(Point-per-instance localization data)
▬▬▬▬▬▬▬▬▬▬
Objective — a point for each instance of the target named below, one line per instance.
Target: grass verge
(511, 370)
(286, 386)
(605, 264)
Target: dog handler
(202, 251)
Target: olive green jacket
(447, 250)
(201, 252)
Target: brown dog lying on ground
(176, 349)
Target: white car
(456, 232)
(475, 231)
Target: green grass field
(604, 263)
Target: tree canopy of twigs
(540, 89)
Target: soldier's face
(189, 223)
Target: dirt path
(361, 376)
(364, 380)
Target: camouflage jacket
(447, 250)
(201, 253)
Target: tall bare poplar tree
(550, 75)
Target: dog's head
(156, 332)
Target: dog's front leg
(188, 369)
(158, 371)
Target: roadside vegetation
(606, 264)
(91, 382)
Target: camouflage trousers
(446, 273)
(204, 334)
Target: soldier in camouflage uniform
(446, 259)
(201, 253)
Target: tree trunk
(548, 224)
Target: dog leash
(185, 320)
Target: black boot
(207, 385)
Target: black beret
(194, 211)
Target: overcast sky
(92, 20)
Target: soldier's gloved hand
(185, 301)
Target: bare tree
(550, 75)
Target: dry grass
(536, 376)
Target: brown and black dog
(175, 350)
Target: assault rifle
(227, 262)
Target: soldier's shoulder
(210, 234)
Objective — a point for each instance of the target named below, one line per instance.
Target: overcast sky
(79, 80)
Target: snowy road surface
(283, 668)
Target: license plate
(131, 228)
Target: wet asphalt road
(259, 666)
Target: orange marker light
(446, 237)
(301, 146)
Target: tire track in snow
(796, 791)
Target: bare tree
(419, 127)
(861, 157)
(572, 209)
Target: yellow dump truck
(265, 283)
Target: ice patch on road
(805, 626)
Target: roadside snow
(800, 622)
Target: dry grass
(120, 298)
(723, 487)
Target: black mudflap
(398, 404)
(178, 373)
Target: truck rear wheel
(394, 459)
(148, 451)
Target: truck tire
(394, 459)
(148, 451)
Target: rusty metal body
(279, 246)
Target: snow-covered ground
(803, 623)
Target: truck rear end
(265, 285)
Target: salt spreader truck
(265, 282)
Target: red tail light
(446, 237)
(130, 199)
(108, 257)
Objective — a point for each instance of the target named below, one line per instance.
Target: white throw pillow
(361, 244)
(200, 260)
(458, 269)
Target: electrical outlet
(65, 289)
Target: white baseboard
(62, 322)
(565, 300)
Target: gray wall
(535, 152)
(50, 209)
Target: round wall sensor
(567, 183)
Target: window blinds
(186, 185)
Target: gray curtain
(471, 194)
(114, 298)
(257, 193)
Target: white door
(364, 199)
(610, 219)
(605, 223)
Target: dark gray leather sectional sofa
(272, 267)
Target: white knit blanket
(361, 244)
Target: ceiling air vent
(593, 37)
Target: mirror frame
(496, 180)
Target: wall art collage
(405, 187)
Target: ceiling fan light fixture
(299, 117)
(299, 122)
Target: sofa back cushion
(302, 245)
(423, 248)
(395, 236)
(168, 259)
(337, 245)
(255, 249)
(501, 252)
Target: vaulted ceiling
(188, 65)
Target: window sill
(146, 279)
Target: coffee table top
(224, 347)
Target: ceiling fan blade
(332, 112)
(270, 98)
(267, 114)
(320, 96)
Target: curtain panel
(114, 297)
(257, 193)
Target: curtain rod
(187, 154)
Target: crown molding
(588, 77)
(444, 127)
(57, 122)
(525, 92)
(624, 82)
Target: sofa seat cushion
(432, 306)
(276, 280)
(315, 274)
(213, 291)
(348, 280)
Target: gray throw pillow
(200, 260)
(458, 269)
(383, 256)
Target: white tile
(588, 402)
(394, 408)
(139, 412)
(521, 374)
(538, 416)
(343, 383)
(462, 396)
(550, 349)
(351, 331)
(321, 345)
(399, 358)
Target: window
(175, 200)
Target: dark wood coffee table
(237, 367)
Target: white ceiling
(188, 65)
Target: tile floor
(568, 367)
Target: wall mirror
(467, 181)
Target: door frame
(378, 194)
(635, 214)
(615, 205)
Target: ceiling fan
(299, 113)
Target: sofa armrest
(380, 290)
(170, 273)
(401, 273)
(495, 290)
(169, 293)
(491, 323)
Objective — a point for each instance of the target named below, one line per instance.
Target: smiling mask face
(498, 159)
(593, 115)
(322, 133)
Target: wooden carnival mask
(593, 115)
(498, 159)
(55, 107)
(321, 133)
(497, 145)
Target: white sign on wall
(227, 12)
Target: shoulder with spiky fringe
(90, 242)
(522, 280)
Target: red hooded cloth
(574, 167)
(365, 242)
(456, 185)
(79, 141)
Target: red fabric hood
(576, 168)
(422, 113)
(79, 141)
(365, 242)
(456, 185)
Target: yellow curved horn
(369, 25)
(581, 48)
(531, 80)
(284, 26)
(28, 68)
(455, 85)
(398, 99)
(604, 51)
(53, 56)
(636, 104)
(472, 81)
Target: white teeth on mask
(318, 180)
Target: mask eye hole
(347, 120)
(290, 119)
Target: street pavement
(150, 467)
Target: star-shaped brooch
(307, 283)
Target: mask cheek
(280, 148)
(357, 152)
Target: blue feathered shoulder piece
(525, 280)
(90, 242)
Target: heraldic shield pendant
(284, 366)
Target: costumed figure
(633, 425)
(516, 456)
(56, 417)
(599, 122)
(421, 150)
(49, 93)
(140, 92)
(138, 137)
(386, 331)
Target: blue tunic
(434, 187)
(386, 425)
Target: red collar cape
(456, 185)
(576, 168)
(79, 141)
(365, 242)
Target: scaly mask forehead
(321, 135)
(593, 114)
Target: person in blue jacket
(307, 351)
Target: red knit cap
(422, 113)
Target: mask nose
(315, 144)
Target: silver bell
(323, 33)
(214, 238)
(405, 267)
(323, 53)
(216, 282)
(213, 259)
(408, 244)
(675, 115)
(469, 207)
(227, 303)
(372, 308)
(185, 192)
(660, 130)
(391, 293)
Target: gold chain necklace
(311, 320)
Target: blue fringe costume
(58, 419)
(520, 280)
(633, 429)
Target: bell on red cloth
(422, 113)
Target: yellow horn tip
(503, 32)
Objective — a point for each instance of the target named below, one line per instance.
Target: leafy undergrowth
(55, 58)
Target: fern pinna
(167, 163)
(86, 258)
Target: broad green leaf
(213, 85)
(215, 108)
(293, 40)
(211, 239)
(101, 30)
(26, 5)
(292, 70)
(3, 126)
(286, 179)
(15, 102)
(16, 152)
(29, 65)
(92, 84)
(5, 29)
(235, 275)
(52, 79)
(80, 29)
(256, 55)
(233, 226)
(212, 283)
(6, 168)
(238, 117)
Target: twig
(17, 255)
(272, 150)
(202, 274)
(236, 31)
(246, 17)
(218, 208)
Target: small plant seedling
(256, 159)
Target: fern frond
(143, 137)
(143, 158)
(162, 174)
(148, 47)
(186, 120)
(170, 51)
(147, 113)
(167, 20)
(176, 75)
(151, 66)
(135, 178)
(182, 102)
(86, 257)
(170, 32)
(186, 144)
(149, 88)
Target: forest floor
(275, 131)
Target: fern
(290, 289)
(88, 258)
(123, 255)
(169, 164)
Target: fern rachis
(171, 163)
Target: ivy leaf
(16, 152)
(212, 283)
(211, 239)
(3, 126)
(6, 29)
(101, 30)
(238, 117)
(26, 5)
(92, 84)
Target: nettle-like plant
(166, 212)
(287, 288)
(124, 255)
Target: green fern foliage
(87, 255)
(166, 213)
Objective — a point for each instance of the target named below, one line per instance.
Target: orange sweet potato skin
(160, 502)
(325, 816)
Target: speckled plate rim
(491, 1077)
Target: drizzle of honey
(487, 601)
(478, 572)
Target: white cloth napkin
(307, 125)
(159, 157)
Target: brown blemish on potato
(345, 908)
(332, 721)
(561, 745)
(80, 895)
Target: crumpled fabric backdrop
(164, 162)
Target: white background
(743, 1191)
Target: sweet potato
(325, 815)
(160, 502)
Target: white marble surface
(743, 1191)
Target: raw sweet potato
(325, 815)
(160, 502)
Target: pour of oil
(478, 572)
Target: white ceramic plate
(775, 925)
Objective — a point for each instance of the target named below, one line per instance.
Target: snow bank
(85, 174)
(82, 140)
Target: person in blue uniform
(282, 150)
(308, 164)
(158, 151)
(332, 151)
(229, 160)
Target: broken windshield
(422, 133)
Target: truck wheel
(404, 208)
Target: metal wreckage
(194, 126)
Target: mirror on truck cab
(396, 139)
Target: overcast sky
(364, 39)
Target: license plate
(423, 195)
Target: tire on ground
▬▬▬▬▬▬▬▬▬▬
Assignment: Set down nothing but the lines from the one containing "Target: blue fringe costume" through the end of the entries above, exactly as written, both ends counted.

Exercise solution:
Target: blue fringe costume
(58, 419)
(520, 280)
(633, 429)
Target: bell on red cloth
(422, 113)
Target: yellow horn tip
(503, 32)
Objective — a point for each instance of the target named below, one line per instance.
Target: leafy undergrowth
(55, 58)
Target: fern pinna
(167, 163)
(86, 258)
Target: broad green leaf
(213, 85)
(215, 108)
(293, 40)
(211, 239)
(101, 30)
(26, 5)
(292, 70)
(3, 126)
(286, 179)
(15, 102)
(16, 152)
(29, 65)
(92, 84)
(5, 29)
(235, 275)
(52, 79)
(80, 29)
(256, 55)
(233, 226)
(212, 283)
(6, 168)
(238, 117)
Target: twig
(17, 255)
(272, 150)
(202, 274)
(236, 31)
(246, 17)
(218, 208)
Target: small plant seedling
(256, 159)
Target: fern frond
(143, 137)
(143, 158)
(162, 174)
(148, 47)
(186, 120)
(170, 51)
(147, 113)
(167, 20)
(176, 75)
(151, 66)
(135, 178)
(182, 102)
(86, 257)
(170, 32)
(186, 144)
(149, 88)
Target: forest floor
(275, 131)
Target: fern
(290, 289)
(88, 258)
(123, 255)
(169, 164)
Target: fern rachis
(171, 163)
Target: ivy leaf
(16, 152)
(212, 283)
(211, 239)
(3, 126)
(6, 29)
(101, 30)
(238, 117)
(26, 5)
(92, 84)
Target: nettle-like plant
(166, 212)
(287, 288)
(124, 255)
Target: green fern foliage
(87, 255)
(166, 213)
Objective — a point for each instance of the target named below, one line per instance.
Target: orange sweet potato skin
(160, 502)
(325, 816)
Target: speckled plate rim
(491, 1077)
Target: drizzle of honey
(487, 601)
(478, 572)
Target: white cloth napkin
(307, 125)
(159, 157)
Target: brown blemish on potato
(345, 908)
(332, 721)
(561, 745)
(80, 895)
Target: crumpled fabric backdrop
(164, 162)
Target: white background
(743, 1191)
Target: sweet potato
(325, 815)
(160, 502)
Target: white marble surface
(743, 1191)
Target: raw sweet potato
(325, 815)
(160, 502)
Target: pour of oil
(478, 572)
Target: white ceramic plate
(775, 925)
Objective — a point for each instance of the target named below, one line per instance.
Target: snow bank
(85, 174)
(82, 140)
Target: person in blue uniform
(282, 150)
(308, 164)
(158, 151)
(332, 151)
(229, 160)
Target: broken windshield
(422, 133)
Target: truck wheel
(404, 208)
Target: metal wreckage
(194, 126)
Target: mirror on truck cab
(396, 139)
Target: overcast sky
(364, 39)
Target: license plate
(423, 195)
Target: tire on ground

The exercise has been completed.